#### Document text
Trump’s America is upon us, and the new president’s favorite Twitter target just showed how it plans to keep provoking him. Saturday Night Live may not be the most bracing or consistent outlet for political satire we have, but President Donald J. Trump isn’t singling out Samantha Bee in his tweets. Trump has taken the unprecedented step of making the SNL–White House relationship something close to reciprocal. The more importance Trump ascribes to SNL by repeatedly demonstrating the show’s capacity to get under his admittedly paper-thin skin, the more importance it ultimately has.
SNL’s post-election, pre-inauguration material hadn’t offered much reason to hope that the show would put that platform to optimal use. The show hadn’t been able to settle on an angle on Trump until the election was nearly over, so how would it handle an actual Trump presidency? Saturday’s first episode of the Trump era suggests: intermittently and unevenly. Here’s how it shook out:
That Ruski Cold Open: D+
Beck Bennett’s Vladimir Putin is a fun addition to SNL’s political roster, but making him carry the cold open instantly highlighted the problem of outsourcing the show’s most important recurring role to an A-list outsider. Putin’s appearance seemed like a backup plan: In all likelihood, Baldwin didn’t appear in the first days of his character’s presidency because he simply…couldn’t. A significant part of SNL’s agenda is now dependent on someone else’s schedule, and will be for the next four years unless they make a drastic pivot, fast. That’s a less-than-ideal situation when responding to someone as unpredictable (and now powerful) as Trump.
Even if Baldwin wasn’t available, though, SNL had plenty of openings to weigh in on the state of the nation — one for each spectacularly unqualified, eminently mockable nominee paraded before the U.S. Senate. Brushing them aside in favor of a bit so light on insight it rested on a totally nonpolitical character (Kate McKinnon’s Olya Pavlatsky) felt misguided. For a supposedly political sketch, the segment didn’t have much of a message beyond “Russia! It’s a thing, and it’s miserable!”
Aziz Ansari’s “Lowercase kkk” Monologue: A
Aziz Ansari’s monologue was excellent, but like all comedian monologues, it clearly came from an individual, not the institution. And yet! Comedians’ ability to speak as individuals is precisely what makes their commentary sharper and more distinct. Continually handing the mic to stand-ups like Ansari and Dave Chappelle, especially ones who aren’t white dudes, is a pattern SNL should keep following. The two offered nearly opposite takes on Trump that only highlighted their specificity: Chappelle’s cynical and subdued, Ansari’s upbeat and optimistic. Bringing them in lets funny, unconventional, charismatic people add their voices to the post-election mix, and that’s a worthy contribution in itself.
########
_What this task involves_:
Quote the Saturday Night Live review from "Trump’s America is" to "it ultimately has.", keeping every word unchanged.
#### Entries provided
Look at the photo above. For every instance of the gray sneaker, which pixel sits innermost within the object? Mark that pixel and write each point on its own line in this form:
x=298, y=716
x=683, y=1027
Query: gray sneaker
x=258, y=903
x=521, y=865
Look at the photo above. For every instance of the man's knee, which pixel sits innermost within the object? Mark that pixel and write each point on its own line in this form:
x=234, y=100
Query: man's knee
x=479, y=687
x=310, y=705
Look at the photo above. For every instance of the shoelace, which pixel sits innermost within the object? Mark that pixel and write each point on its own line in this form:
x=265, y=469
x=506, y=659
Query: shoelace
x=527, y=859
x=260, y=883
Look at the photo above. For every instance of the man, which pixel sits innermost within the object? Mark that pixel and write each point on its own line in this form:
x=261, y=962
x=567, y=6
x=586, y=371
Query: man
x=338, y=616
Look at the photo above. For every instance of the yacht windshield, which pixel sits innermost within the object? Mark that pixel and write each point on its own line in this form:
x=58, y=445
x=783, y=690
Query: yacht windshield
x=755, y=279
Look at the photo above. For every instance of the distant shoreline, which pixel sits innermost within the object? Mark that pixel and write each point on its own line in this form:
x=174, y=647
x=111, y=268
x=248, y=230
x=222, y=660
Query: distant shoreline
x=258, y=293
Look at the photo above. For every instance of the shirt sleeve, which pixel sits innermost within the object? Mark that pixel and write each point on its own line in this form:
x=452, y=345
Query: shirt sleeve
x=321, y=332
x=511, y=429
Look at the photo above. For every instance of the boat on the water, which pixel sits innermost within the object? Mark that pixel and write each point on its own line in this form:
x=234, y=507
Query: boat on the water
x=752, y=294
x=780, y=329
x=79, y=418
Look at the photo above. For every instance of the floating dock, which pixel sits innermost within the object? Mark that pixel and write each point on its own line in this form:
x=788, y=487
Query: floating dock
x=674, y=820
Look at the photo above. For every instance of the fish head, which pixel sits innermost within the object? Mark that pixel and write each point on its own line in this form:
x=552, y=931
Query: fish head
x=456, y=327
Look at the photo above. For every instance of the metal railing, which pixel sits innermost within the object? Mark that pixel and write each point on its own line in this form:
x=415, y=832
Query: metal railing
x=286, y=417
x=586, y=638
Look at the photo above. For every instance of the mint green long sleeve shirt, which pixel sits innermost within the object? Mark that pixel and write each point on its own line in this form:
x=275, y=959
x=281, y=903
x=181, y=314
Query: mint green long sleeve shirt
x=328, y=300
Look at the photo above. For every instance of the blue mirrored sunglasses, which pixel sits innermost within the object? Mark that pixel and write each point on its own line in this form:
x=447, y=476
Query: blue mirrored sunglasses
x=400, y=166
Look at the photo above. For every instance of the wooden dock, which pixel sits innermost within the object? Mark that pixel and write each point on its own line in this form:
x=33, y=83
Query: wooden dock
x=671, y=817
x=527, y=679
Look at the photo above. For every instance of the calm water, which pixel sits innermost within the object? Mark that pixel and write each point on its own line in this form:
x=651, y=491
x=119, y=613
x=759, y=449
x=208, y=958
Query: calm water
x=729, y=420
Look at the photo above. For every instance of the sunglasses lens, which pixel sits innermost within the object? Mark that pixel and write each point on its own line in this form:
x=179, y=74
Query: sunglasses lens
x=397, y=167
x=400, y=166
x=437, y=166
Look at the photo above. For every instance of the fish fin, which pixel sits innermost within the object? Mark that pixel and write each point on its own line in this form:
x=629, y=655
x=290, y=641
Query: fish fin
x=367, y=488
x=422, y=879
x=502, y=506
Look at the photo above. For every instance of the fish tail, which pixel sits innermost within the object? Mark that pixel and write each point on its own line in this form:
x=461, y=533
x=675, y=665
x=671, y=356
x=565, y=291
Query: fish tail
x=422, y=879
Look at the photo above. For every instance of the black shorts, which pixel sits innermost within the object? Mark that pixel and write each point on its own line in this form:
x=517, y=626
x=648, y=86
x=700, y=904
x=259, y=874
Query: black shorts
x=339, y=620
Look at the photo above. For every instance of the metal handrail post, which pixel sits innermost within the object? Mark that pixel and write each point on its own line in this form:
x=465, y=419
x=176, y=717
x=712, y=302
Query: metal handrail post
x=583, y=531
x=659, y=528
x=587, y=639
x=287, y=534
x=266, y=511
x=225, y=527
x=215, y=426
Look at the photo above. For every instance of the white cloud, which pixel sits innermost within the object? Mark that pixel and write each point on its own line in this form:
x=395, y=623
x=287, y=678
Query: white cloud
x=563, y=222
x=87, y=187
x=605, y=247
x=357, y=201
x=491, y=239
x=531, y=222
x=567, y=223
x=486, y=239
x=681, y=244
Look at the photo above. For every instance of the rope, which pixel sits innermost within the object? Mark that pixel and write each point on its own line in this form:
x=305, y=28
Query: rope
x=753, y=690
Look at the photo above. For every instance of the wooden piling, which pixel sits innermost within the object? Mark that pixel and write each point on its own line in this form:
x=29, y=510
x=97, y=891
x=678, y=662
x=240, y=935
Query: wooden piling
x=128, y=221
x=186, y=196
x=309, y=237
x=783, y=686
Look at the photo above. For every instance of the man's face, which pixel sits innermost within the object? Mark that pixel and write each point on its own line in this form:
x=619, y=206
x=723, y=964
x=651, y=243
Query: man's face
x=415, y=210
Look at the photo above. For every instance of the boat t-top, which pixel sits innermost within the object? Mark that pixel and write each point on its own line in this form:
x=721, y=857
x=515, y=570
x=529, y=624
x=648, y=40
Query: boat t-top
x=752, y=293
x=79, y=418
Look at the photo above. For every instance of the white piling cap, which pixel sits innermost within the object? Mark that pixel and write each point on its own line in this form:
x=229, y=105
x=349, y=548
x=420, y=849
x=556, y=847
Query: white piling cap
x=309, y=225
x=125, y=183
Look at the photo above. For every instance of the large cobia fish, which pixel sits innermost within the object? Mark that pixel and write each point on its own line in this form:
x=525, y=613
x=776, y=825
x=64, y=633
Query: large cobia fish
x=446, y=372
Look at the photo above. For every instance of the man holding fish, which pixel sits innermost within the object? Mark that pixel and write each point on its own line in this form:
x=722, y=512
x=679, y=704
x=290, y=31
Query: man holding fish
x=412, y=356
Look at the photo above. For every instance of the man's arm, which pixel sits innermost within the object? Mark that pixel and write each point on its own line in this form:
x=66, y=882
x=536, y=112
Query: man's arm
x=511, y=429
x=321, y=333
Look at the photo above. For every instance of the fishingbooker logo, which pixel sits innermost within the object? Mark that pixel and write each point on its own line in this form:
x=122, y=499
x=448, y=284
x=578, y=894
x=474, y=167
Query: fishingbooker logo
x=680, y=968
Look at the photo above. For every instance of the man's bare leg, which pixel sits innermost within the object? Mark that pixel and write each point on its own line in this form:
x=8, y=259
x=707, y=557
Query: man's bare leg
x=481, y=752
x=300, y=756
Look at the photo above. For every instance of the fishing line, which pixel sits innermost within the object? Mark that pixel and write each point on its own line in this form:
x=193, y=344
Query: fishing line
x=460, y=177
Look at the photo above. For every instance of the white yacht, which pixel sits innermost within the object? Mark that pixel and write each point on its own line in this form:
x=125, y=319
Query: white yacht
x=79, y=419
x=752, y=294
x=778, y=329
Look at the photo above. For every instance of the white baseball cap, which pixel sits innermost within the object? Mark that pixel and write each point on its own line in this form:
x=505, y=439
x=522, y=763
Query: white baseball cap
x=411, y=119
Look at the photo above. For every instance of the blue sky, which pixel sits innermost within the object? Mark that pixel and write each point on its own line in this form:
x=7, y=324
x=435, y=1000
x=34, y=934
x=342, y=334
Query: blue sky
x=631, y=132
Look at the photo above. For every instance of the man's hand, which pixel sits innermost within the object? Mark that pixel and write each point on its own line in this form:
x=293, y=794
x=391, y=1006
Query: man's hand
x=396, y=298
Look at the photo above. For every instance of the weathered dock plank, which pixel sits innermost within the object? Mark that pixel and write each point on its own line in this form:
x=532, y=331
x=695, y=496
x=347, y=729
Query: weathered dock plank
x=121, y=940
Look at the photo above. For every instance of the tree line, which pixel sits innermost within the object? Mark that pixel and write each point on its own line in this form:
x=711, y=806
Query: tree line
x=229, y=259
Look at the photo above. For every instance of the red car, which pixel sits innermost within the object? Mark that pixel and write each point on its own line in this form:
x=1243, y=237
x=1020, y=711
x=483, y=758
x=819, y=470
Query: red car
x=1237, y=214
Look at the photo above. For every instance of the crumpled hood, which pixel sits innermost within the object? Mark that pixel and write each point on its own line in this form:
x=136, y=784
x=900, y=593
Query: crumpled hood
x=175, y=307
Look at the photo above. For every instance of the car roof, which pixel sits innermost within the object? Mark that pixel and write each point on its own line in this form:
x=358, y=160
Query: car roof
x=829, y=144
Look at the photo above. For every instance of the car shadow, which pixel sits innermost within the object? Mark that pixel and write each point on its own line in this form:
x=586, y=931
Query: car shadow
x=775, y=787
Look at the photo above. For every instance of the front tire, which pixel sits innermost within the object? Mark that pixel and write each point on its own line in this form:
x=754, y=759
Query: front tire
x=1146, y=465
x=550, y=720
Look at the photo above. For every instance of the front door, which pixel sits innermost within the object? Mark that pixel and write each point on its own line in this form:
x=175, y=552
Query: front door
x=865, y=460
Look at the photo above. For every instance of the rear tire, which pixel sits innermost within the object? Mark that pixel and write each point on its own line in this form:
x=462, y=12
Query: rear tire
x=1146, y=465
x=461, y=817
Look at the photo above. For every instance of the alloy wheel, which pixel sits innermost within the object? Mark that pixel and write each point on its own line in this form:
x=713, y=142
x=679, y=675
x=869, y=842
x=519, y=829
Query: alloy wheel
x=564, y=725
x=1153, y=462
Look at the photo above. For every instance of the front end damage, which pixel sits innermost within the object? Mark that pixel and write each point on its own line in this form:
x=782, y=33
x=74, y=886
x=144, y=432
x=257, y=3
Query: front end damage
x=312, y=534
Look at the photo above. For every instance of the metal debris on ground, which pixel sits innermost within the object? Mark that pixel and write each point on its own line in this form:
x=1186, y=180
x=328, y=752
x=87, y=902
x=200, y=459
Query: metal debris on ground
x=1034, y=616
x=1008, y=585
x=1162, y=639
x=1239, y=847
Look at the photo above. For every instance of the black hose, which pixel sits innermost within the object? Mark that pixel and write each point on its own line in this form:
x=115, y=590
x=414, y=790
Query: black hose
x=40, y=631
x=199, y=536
########
_Full answer_:
Trump’s America is upon us, and the new president’s favorite Twitter target just showed how it plans to keep provoking him. Saturday Night Live may not be the most bracing or consistent outlet for political satire we have, but President Donald J. Trump isn’t singling out Samantha Bee in his tweets. Trump has taken the unprecedented step of making the SNL–White House relationship something close to reciprocal. The more importance Trump ascribes to SNL by repeatedly demonstrating the show’s capacity to get under his admittedly paper-thin skin, the more importance it ultimately has.